■ **Goal**: Copy out the passage below on injured players in the NBA's Eastern Conference word for word, in full.

■ **Text passage**:
----

There's only one starting five strong enough to give the Heat a run in the East, and it's these guys: Derrick Rose, Danny Granger, Iman Shumpert, Amar'e Stoudemire and Andrew Bynum.

The problem, obviously, is they don't share the same jersey. They just feel each other's pain. They're dealing with injuries of various degrees that are weakening their respective teams and, by extension, the drama in the conference.

And so the most interesting "race" right now in the NBA involves healing and recuperative powers. The Knicks, Pacers, Bulls and Sixers are all staring at the clock in the doctor's office and tapping their fingers. Whichever team gets healthier quicker will most likely get the honor of fighting the Celtics for the right to ride shotgun next to Miami. Right now, based on the early evidence, the Knicks are liking their chances.

----

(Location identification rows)

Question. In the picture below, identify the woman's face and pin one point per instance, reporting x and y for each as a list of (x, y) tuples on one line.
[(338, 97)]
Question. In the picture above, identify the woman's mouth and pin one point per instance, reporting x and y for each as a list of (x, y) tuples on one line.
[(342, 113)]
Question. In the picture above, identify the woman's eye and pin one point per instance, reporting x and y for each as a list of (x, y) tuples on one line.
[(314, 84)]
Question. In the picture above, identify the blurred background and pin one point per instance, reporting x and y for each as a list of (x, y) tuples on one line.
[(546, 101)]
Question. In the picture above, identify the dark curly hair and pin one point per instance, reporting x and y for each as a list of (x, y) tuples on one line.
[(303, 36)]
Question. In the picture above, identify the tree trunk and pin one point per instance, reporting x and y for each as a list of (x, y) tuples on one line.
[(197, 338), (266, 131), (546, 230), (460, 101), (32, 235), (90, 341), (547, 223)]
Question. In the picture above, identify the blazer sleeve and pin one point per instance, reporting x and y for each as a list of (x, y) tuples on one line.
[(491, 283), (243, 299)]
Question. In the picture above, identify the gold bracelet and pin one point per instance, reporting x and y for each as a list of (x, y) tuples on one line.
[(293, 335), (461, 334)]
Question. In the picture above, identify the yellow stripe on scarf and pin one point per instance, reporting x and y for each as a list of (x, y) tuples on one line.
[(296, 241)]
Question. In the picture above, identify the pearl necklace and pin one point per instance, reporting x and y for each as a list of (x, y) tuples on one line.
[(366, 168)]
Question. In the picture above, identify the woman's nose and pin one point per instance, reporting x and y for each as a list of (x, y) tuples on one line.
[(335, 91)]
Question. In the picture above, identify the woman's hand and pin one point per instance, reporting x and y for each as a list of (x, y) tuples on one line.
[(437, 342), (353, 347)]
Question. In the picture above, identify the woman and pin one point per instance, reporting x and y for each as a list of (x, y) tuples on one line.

----

■ **Full output**:
There's only one starting five strong enough to give the Heat a run in the East, and it's these guys: Derrick Rose, Danny Granger, Iman Shumpert, Amar'e Stoudemire and Andrew Bynum.

The problem, obviously, is they don't share the same jersey. They just feel each other's pain. They're dealing with injuries of various degrees that are weakening their respective teams and, by extension, the drama in the conference.

And so the most interesting "race" right now in the NBA involves healing and recuperative powers. The Knicks, Pacers, Bulls and Sixers are all staring at the clock in the doctor's office and tapping their fingers. Whichever team gets healthier quicker will most likely get the honor of fighting the Celtics for the right to ride shotgun next to Miami. Right now, based on the early evidence, the Knicks are liking their chances.